Data extracted from a collection:
-----
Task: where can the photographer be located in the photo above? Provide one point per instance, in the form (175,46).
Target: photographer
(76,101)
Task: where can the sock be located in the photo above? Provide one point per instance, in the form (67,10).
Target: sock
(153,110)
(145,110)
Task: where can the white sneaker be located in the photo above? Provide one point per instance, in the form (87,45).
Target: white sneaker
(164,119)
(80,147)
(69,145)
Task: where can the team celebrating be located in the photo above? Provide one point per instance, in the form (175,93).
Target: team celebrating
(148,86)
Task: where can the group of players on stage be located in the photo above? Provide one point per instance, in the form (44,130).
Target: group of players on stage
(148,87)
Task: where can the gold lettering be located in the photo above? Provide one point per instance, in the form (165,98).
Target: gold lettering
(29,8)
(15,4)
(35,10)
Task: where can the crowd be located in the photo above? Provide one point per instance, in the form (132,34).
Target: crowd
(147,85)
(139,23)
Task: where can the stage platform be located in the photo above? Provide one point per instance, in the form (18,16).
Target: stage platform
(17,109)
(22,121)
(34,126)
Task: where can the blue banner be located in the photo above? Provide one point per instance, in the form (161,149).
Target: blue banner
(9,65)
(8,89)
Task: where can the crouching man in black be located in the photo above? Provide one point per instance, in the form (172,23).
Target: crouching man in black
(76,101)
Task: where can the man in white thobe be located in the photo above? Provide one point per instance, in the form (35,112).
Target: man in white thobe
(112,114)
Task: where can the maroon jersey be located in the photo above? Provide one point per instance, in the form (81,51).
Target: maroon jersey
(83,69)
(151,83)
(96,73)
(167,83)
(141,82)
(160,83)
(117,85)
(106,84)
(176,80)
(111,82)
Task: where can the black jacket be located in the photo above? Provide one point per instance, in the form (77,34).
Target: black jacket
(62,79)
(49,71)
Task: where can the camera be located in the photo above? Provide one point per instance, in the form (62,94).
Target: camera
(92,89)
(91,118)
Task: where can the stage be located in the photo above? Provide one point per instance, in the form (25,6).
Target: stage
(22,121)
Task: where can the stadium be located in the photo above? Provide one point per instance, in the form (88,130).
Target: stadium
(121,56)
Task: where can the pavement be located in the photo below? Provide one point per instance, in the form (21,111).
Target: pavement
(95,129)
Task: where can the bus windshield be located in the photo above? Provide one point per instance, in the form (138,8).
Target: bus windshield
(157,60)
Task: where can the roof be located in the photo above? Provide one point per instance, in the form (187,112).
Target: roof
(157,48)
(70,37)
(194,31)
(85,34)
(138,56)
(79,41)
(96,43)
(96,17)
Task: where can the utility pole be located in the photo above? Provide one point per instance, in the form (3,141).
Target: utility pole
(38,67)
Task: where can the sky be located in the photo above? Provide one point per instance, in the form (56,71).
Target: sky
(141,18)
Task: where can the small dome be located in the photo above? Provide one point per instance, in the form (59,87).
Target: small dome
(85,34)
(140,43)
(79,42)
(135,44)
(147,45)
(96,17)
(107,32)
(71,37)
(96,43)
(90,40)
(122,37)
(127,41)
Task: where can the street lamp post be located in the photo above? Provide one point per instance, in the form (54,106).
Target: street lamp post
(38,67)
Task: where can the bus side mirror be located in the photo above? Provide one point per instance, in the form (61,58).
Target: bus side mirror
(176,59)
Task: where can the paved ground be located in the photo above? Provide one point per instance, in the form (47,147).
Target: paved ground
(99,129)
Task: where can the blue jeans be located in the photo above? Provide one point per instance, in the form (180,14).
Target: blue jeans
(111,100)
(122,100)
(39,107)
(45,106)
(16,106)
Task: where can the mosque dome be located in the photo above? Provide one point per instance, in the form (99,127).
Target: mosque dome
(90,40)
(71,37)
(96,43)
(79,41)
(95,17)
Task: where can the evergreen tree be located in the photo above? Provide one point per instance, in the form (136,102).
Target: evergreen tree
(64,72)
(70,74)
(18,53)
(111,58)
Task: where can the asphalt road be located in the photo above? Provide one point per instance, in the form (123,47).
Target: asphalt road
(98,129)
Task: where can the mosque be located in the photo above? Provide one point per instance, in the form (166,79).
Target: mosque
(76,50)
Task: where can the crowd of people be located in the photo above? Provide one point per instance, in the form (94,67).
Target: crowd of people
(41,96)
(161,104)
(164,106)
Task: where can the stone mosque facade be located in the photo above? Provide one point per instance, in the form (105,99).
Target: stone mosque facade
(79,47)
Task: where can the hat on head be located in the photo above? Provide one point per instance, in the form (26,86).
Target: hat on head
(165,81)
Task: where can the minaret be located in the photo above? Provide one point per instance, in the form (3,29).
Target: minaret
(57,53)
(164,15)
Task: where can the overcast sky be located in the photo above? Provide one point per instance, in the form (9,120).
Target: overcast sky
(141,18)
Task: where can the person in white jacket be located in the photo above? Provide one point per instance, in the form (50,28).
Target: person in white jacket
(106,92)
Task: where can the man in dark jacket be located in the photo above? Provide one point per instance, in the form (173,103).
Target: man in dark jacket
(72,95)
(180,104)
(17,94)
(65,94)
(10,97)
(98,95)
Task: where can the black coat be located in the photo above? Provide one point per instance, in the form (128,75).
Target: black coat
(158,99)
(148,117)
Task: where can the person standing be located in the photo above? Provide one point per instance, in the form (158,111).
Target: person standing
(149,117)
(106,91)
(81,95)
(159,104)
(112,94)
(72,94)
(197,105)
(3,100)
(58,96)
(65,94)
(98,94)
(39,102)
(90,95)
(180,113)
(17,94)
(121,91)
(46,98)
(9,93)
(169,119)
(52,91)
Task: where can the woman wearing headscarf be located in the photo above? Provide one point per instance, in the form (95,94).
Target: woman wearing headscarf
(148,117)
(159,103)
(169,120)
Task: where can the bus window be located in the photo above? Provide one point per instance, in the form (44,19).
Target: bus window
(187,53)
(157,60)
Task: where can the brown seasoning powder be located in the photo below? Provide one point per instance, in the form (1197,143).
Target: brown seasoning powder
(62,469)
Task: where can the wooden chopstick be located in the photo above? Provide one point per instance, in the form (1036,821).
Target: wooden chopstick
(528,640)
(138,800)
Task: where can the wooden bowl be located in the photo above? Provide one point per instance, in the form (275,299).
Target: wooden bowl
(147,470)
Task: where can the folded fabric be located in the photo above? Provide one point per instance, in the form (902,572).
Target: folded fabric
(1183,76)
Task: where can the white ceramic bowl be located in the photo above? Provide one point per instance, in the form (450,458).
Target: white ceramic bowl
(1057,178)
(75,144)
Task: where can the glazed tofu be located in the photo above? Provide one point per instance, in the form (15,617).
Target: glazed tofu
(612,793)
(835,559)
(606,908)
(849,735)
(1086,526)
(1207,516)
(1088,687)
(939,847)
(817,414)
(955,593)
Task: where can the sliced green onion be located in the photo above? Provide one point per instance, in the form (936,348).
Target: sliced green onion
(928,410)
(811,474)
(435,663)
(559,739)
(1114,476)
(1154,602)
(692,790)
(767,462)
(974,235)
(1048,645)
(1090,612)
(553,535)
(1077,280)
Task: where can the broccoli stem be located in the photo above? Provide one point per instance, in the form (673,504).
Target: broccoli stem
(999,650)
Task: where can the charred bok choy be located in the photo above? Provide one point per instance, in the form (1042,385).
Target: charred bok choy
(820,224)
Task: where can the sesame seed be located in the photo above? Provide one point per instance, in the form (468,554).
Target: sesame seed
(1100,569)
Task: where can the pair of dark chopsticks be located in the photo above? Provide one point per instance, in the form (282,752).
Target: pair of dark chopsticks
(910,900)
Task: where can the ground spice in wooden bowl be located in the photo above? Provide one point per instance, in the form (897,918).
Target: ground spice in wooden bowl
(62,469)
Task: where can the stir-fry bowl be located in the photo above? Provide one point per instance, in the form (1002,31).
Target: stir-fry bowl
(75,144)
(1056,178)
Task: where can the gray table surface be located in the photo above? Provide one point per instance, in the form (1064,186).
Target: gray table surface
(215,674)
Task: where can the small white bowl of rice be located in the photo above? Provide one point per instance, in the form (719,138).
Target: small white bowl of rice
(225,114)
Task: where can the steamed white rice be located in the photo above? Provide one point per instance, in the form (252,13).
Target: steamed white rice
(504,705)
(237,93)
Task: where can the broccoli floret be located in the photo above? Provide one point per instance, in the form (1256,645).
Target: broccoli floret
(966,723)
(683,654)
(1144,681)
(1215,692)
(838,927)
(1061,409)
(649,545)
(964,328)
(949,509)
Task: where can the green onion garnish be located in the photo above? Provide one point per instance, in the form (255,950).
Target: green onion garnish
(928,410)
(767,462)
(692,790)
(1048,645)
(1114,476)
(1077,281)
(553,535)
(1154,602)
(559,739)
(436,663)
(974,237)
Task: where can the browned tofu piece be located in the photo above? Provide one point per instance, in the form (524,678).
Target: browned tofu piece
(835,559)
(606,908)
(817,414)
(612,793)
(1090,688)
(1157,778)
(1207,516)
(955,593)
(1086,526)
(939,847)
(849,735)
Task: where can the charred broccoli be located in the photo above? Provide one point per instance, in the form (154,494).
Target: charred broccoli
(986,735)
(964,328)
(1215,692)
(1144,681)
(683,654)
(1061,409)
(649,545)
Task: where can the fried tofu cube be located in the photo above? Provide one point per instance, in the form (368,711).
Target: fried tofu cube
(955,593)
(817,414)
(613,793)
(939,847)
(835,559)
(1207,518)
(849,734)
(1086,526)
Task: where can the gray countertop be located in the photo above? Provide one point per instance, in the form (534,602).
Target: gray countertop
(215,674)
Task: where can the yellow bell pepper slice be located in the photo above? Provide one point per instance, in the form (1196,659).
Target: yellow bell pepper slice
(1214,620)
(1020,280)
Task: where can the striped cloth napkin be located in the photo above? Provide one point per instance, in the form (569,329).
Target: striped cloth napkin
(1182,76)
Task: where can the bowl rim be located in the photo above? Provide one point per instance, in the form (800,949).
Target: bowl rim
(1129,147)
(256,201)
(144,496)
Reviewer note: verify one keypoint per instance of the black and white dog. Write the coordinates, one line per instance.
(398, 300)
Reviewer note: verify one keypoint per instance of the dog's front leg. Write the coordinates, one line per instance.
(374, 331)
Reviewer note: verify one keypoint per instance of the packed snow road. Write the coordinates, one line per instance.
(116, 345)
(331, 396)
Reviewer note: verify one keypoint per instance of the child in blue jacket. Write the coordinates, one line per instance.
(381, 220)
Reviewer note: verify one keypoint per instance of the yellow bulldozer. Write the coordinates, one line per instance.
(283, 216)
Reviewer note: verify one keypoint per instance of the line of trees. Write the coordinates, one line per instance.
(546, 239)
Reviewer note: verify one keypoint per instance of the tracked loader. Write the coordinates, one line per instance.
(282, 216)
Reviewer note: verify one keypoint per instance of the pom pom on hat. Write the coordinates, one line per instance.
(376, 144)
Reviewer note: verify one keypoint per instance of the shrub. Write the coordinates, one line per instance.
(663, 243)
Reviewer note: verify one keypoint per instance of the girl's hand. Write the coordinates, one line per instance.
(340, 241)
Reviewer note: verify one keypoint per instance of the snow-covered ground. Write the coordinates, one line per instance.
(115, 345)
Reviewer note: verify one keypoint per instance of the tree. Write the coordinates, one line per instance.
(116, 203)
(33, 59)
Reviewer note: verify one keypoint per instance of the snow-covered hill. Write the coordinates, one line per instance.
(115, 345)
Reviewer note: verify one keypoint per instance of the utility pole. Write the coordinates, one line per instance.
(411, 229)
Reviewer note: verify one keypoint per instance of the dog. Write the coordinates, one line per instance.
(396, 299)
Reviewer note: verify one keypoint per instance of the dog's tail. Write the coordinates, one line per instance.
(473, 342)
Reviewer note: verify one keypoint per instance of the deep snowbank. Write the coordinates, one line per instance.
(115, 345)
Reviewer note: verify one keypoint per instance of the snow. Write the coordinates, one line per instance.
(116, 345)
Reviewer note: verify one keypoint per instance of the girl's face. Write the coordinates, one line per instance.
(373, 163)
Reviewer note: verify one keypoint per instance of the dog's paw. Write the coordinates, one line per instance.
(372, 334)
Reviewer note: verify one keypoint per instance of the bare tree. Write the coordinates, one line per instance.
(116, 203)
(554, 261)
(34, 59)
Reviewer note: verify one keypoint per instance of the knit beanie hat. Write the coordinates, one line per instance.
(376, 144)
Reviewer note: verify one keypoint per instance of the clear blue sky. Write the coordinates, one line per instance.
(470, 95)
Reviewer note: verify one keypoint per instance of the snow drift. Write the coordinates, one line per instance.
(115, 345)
-----
_TASK TO CARRY OUT:_ Which of the lines above include the string "below"? Pick them out and copy them.

_TASK OUTPUT:_
Task: where can the pavement be located in the photo below? Provide one point per instance, in the form (21,111).
Task: where can the brown seasoning powder be located in the photo below? Provide one point per instance, in the form (1197,143).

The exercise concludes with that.